> _Task material_:
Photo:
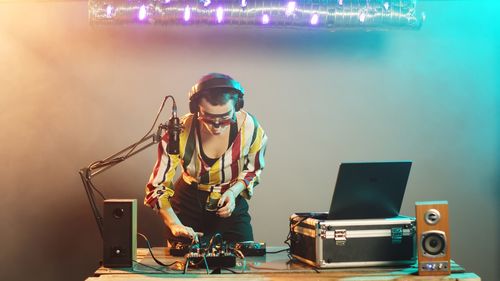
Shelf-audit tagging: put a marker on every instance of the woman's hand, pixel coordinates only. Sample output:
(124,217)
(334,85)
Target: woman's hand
(228,203)
(176,227)
(185,231)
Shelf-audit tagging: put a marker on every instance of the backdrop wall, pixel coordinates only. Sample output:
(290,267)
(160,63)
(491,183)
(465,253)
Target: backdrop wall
(71,94)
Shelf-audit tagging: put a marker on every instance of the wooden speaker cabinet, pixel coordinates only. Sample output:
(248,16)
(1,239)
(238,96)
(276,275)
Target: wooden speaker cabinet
(433,238)
(120,232)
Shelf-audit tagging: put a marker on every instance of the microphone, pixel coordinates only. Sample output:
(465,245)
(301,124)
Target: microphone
(174,130)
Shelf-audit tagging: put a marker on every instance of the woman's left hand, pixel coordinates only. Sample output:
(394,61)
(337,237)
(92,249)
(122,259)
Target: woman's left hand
(227,202)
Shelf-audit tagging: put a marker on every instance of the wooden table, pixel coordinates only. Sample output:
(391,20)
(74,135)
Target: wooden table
(272,267)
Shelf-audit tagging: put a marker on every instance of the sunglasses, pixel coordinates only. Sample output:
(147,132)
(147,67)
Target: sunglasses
(216,122)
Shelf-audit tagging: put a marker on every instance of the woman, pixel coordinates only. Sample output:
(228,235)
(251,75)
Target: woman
(221,153)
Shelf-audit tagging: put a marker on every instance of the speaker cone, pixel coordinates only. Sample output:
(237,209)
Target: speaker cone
(433,243)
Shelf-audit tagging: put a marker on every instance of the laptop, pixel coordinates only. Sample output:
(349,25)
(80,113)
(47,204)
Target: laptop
(368,190)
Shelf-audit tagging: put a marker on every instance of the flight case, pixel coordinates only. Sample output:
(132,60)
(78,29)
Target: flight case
(325,243)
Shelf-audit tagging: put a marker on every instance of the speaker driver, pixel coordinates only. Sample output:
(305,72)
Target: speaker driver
(433,243)
(432,216)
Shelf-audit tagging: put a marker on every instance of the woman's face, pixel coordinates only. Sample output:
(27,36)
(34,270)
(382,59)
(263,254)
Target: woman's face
(216,118)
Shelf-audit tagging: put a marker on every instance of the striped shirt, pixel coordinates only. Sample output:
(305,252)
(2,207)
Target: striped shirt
(243,161)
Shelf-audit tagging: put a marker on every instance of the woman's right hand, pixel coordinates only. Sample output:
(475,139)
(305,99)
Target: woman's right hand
(176,227)
(185,231)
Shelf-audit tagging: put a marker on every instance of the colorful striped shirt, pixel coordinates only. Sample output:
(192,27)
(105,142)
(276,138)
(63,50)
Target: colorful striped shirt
(243,161)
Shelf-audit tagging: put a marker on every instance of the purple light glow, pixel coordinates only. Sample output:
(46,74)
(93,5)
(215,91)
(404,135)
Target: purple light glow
(142,13)
(362,17)
(109,11)
(314,19)
(290,8)
(265,19)
(220,14)
(187,13)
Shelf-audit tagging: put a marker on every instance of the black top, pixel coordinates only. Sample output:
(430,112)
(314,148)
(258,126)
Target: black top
(232,135)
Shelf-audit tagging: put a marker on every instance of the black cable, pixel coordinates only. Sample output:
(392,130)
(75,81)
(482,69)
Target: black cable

> _Required work_:
Print all of the material exactly. Omit pictures.

> _Exercise answer_:
Photo:
Shelf-audit tagging: put a marker on every instance of the woman's hand, pixel coordinates only. Sample output:
(124,217)
(334,85)
Target: woman's hand
(228,203)
(176,227)
(185,231)
Shelf-audit tagging: put a marker on every instance of the backdrop wall, pixel coordinates only. Sample output:
(290,267)
(160,63)
(491,183)
(465,253)
Target: backdrop wall
(71,94)
Shelf-audit tagging: put a marker on every instance of the wooden speaker cabinet, pixel coordinates only. Sample output:
(248,16)
(1,239)
(238,96)
(276,275)
Target: wooden speaker cabinet
(433,238)
(120,232)
Shelf-audit tagging: put a marker on every instance of the microphone, pixel coordinates only. Sample output:
(465,245)
(301,124)
Target: microphone
(174,130)
Shelf-audit tagging: put a marker on every instance of the woman's left hand, pixel coordinates only. Sample output:
(394,61)
(337,237)
(92,249)
(122,259)
Target: woman's left hand
(227,202)
Shelf-audit tagging: put a marker on every instance of the wooden table, pixel coordinates only. Sample output:
(391,20)
(74,135)
Target: wooden table
(272,267)
Shelf-audit tagging: put a marker on every instance of the sunglasses, pixel coordinates only. Sample output:
(147,132)
(147,67)
Target: sunglasses
(216,122)
Shelf-audit tagging: put a marker on every instance of the woman, pixel coordinates only. Sample output:
(228,235)
(251,75)
Target: woman
(221,153)
Shelf-audit tagging: put a marker on every instance of the speaker cone, pixel coordinates only. Sample output:
(237,209)
Target: speaker cone
(433,243)
Shelf-audit tagging: put a marker on every instance of the laptop, pixel coordinates only. Sample output:
(349,25)
(80,113)
(47,204)
Target: laptop
(368,190)
Shelf-audit tagging: put a marker on every instance of the flight case, pixel coordinates only. Sample output:
(132,60)
(78,29)
Target: flight case
(325,243)
Shelf-audit tagging: put a marker on every instance of the speaker driver, pixel coordinates only. Sample output:
(305,72)
Target: speaker driver
(433,243)
(432,216)
Shelf-audit tagging: put a marker on every instance of the woman's face, pixel coordinates only. Sample output:
(27,36)
(34,270)
(382,59)
(263,254)
Target: woman's face
(216,118)
Shelf-audit tagging: put a marker on every instance of the striped shirt, pixel coordinates only. Sample output:
(305,252)
(2,207)
Target: striped shirt
(243,161)
Shelf-audit tagging: put a marker on every instance of the woman's right hand, pixel coordinates only. Sample output:
(475,139)
(305,99)
Target: woman's right hand
(176,227)
(185,231)
Shelf-audit tagging: put a marker on every instance of the colorful striped shirt, pixel coordinates only. Sample output:
(192,27)
(105,142)
(276,138)
(63,50)
Target: colorful striped shirt
(243,161)
Shelf-audit tagging: put a marker on every instance of the purple light glow, pixel coordinates only. Sample output:
(46,74)
(93,5)
(215,91)
(404,135)
Target: purple light glow
(142,13)
(362,17)
(109,11)
(314,19)
(290,8)
(265,19)
(220,14)
(187,13)
Shelf-audit tagging: put a marker on every instance of the black top, pixel coordinates only. Sample output:
(430,112)
(314,148)
(258,126)
Target: black top
(232,135)
Shelf-audit tagging: put a marker on every instance of the black cable, pixel coordinates only. Sample output:
(392,130)
(75,81)
(482,69)
Target: black cable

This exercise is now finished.